OBJECTIVE
Identify each line below that contains the word "rest", and copy those lines.

··· PROVIDED DATA ···

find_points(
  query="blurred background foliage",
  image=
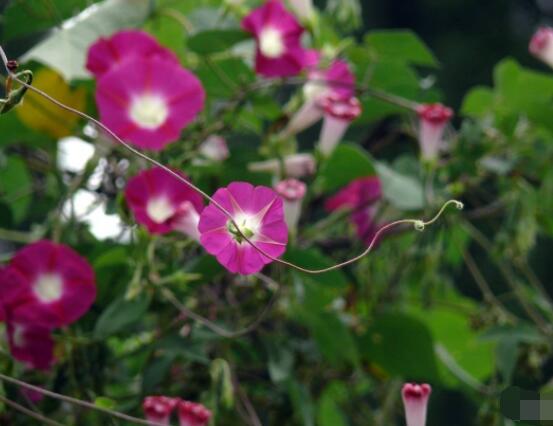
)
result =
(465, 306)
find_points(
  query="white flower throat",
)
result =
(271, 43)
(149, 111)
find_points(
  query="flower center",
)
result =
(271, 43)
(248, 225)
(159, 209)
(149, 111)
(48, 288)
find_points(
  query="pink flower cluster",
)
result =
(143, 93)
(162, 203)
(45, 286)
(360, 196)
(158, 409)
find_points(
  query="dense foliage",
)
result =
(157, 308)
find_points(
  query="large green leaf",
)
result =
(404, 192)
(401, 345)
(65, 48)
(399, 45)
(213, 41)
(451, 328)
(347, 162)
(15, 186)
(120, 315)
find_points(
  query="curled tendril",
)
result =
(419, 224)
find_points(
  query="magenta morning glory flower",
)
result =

···
··· PROVIDED DATA ···

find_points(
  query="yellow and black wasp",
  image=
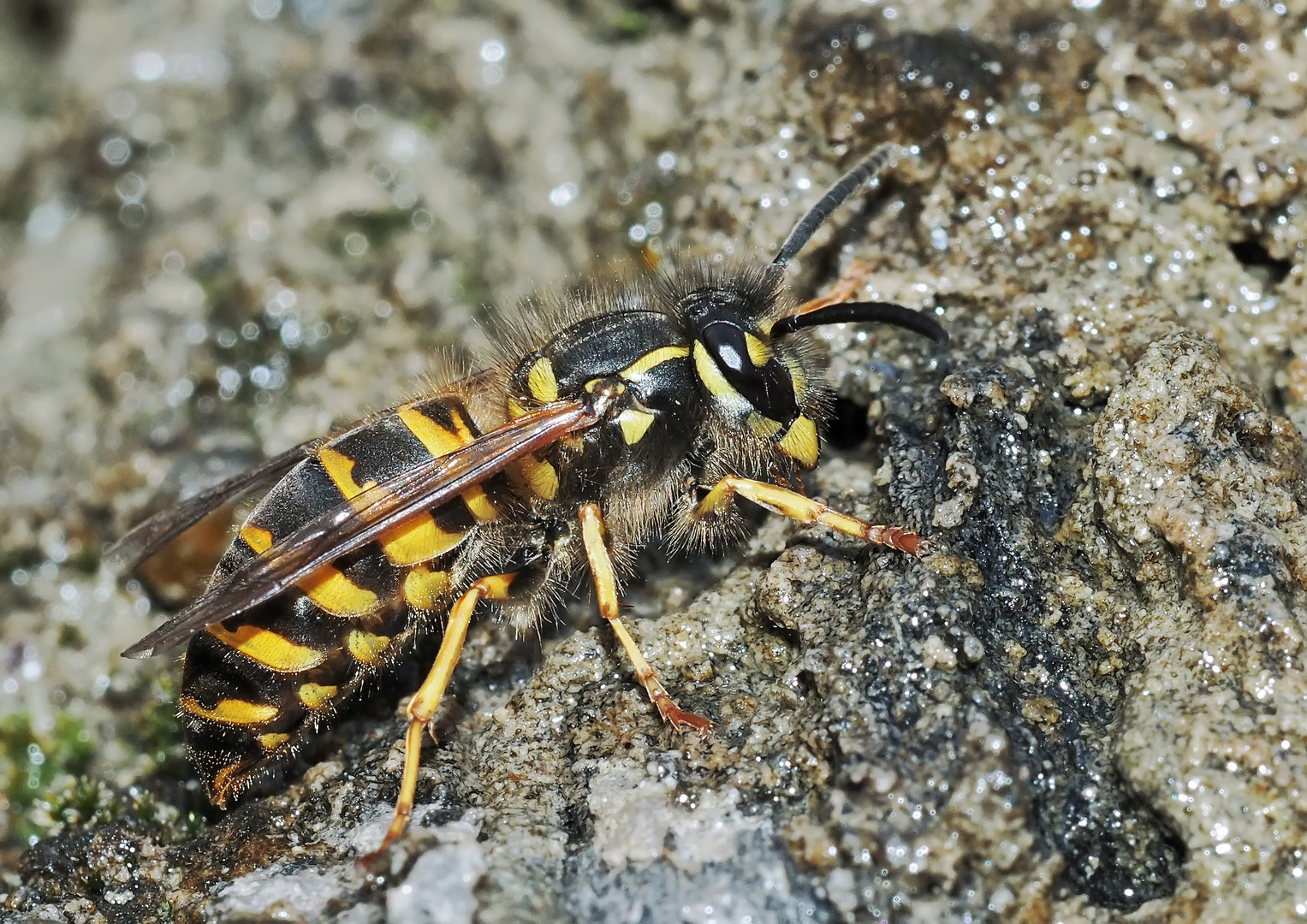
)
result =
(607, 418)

···
··· PROVIDED DATA ···

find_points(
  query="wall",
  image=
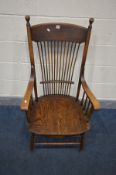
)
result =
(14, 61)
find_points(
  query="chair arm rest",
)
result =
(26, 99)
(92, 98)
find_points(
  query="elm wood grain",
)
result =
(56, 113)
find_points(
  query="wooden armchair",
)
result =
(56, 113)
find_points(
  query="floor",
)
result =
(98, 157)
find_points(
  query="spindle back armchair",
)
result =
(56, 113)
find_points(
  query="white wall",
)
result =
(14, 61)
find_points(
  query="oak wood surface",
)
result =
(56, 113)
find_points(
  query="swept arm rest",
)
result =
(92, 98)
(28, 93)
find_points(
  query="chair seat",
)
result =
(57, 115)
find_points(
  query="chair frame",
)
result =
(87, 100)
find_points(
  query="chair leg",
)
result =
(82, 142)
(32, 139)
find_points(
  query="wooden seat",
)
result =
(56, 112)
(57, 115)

···

WRITTEN RESPONSE
  query="chair arm rest",
  query="swept arm rest",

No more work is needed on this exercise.